* Begin ENTRIES SHOWN *
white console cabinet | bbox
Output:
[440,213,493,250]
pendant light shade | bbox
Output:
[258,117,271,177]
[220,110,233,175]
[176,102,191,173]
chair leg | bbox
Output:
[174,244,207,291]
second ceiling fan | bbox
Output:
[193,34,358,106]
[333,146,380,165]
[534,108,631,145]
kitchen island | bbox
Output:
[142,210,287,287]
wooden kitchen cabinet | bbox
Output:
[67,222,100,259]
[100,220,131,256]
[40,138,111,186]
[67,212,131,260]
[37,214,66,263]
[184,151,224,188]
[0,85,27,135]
* End ENTRIES SHOWN *
TASK TO CARRY OUT:
Retype the lines above word for word.

RESULT FOR THIS TASK:
white console cabinet | bbox
Output:
[440,213,493,250]
pendant light shade | bbox
Output:
[258,117,271,177]
[220,110,233,175]
[176,102,191,173]
chair leg | bbox
Output:
[174,244,207,291]
second ceiling fan | bbox
Output:
[193,34,358,106]
[333,146,380,165]
[534,108,631,145]
kitchen island | bbox
Output:
[142,210,287,287]
wooden kitchen cabinet | bbox
Output:
[67,222,100,259]
[100,220,131,256]
[40,138,111,186]
[67,212,131,260]
[37,214,66,263]
[184,151,224,188]
[0,85,27,135]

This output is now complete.